Directive: How many of the rows below contain the string "puts", with case significant? Reply with the number only.

Record list:
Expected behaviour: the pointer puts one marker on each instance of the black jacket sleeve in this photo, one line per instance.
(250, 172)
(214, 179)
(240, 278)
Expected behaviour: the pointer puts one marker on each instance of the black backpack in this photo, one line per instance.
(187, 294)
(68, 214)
...
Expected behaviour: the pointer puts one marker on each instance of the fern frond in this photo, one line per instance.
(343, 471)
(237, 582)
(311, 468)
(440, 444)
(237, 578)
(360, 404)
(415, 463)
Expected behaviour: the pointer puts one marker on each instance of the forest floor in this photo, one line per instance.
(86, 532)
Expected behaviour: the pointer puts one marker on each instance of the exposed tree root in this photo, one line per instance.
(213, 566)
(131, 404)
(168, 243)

Response: 5